**Listed entries**.
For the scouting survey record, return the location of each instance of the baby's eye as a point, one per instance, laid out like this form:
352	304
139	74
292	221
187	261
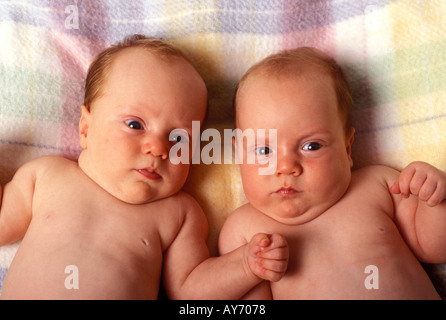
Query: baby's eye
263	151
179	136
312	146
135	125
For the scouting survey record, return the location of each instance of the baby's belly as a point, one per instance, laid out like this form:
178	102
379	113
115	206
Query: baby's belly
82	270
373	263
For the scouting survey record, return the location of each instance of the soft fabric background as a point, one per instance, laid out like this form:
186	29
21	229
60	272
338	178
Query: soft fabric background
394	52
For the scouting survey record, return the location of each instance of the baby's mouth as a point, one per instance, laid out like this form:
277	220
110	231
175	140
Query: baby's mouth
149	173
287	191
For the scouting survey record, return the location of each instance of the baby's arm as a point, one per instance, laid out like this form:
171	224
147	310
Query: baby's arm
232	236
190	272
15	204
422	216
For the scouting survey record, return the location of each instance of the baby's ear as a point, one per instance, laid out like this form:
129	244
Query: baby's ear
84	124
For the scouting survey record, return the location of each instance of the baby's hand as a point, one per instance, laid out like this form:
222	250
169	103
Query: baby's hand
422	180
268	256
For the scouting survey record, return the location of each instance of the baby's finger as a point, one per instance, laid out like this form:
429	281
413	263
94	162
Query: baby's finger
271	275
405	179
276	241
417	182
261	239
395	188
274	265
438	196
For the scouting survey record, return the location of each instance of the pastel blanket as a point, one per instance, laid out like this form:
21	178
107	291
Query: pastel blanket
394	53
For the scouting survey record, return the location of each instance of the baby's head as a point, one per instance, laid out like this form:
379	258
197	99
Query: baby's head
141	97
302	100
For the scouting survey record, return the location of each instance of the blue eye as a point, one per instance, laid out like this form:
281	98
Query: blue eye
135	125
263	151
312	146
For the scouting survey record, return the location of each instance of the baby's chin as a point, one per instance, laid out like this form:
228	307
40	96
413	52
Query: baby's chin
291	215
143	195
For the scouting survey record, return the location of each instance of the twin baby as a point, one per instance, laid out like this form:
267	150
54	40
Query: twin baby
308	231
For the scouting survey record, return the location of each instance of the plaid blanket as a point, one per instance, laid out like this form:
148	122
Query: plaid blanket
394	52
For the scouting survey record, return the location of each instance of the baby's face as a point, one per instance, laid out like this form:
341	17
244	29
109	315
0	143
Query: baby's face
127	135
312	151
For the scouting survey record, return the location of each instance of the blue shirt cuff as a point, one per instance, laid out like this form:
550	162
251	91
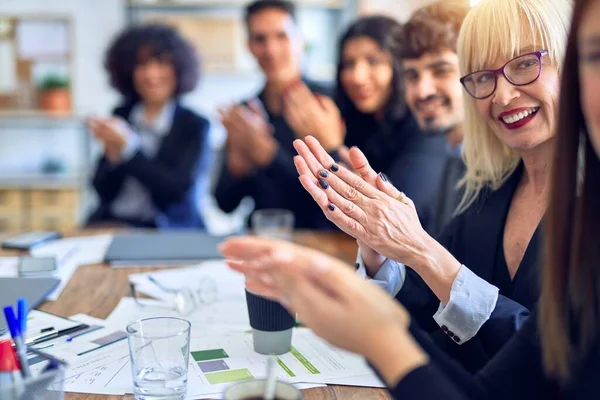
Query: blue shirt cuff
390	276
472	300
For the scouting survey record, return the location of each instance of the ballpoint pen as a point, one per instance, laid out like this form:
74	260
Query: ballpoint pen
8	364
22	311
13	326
* * *
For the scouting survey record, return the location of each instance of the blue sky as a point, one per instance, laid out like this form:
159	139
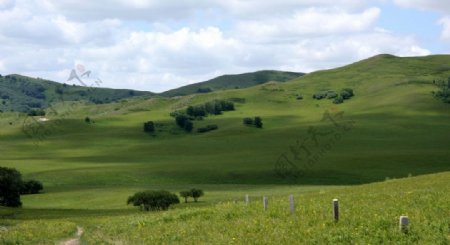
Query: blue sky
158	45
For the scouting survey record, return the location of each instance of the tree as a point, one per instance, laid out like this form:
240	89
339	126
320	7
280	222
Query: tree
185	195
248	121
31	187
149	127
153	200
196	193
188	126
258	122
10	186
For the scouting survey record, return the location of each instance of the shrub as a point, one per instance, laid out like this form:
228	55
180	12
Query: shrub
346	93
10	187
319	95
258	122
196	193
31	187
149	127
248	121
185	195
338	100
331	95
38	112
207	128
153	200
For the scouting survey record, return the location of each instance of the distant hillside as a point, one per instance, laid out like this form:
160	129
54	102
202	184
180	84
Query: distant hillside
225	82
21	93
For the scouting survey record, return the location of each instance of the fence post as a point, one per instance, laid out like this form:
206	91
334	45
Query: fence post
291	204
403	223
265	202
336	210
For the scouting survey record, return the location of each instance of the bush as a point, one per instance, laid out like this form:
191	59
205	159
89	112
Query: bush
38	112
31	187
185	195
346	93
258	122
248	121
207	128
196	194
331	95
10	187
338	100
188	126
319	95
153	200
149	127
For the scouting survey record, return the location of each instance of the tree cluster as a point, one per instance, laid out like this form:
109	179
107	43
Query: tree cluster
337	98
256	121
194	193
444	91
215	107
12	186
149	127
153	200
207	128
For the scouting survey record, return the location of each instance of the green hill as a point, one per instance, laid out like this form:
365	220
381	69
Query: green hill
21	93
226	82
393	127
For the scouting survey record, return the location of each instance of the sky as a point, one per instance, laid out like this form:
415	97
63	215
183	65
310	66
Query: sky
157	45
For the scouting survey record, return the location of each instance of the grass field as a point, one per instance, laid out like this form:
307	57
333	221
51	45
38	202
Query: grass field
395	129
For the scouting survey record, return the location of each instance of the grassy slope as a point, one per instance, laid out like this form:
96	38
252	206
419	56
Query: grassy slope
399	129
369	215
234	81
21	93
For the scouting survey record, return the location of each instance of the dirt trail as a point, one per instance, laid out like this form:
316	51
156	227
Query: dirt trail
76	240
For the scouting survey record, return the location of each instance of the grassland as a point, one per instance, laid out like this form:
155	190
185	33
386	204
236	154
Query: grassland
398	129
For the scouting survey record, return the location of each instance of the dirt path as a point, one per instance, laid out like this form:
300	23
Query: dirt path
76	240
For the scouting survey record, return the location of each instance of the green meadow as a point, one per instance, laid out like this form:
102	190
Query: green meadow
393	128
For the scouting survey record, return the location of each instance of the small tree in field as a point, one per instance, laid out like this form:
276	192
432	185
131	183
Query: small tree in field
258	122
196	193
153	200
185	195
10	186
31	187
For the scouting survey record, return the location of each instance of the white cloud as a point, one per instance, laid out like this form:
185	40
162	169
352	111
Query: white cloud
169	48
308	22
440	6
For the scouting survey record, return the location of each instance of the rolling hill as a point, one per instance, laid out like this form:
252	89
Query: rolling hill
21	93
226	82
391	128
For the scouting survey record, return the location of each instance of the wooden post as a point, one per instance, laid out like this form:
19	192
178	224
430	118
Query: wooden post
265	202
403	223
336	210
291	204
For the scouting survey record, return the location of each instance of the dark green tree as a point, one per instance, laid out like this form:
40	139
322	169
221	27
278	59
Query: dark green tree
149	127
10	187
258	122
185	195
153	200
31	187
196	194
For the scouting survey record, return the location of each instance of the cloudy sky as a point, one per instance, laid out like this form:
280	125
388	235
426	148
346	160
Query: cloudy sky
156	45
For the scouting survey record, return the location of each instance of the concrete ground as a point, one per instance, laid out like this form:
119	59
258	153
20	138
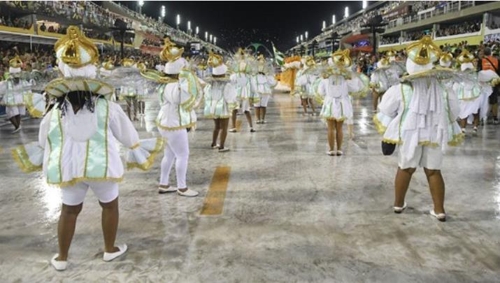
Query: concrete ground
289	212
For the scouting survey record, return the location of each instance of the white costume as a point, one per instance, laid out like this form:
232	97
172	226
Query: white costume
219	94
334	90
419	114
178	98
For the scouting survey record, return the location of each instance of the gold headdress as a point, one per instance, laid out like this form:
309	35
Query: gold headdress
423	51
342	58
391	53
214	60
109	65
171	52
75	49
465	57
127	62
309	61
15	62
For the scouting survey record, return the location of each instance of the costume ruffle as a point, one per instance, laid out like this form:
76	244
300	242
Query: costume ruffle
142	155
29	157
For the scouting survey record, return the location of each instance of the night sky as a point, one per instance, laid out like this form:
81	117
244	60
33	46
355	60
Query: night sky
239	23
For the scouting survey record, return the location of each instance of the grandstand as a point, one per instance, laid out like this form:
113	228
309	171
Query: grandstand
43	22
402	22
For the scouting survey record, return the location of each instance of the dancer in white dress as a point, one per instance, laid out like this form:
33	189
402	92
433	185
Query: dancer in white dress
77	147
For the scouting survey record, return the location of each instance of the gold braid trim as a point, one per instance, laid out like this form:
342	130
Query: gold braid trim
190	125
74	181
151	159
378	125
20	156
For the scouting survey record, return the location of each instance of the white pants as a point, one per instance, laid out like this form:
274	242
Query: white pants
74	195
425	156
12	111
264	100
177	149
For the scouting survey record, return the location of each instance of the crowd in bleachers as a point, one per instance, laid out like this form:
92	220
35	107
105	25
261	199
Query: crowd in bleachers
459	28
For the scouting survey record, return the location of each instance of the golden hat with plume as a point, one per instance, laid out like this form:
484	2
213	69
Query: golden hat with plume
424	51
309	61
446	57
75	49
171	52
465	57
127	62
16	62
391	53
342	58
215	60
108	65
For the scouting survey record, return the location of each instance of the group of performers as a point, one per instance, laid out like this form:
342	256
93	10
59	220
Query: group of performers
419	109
==
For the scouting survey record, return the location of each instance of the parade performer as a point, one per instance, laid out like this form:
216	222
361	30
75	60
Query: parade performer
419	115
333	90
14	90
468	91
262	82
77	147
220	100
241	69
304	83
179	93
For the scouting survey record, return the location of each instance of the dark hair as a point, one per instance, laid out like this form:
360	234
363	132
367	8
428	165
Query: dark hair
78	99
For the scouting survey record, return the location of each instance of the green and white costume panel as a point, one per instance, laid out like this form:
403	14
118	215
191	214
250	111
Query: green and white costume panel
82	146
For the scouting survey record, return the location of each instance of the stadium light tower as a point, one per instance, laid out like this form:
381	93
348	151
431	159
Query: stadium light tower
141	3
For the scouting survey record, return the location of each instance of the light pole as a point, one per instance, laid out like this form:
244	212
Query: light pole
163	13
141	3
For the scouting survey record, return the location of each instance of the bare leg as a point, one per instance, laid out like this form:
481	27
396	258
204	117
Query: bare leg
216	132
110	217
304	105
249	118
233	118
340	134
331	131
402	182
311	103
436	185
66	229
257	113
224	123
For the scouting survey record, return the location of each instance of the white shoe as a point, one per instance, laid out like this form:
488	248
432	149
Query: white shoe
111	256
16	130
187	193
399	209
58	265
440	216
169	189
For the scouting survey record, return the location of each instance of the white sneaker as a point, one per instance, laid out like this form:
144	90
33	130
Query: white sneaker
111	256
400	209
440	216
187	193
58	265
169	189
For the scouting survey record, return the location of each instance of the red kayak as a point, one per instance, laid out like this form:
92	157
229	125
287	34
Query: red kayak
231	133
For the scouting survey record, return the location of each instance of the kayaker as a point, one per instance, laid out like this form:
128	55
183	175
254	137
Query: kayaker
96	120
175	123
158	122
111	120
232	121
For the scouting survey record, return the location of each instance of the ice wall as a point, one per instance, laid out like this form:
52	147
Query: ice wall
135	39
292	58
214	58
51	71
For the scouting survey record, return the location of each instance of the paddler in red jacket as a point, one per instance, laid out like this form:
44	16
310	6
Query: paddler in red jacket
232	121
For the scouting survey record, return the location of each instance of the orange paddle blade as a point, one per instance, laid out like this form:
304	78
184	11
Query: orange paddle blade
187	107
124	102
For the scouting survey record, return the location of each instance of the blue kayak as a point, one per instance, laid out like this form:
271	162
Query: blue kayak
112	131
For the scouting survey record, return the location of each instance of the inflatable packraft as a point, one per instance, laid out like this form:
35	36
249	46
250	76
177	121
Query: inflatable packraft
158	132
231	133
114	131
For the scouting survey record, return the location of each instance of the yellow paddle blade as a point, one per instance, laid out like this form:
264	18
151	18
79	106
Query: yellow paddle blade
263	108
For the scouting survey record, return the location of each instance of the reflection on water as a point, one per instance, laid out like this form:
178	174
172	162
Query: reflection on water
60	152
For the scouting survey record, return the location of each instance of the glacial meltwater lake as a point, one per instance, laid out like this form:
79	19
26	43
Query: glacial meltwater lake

**To be done**. Pick out every line above that contains the word "packraft", and copy each one in full.

**Correct response**.
For the scouting survey record, return the location of each instance of the inflatable packraft as a point, one per instance, laid out like this form:
Query: inflatable packraft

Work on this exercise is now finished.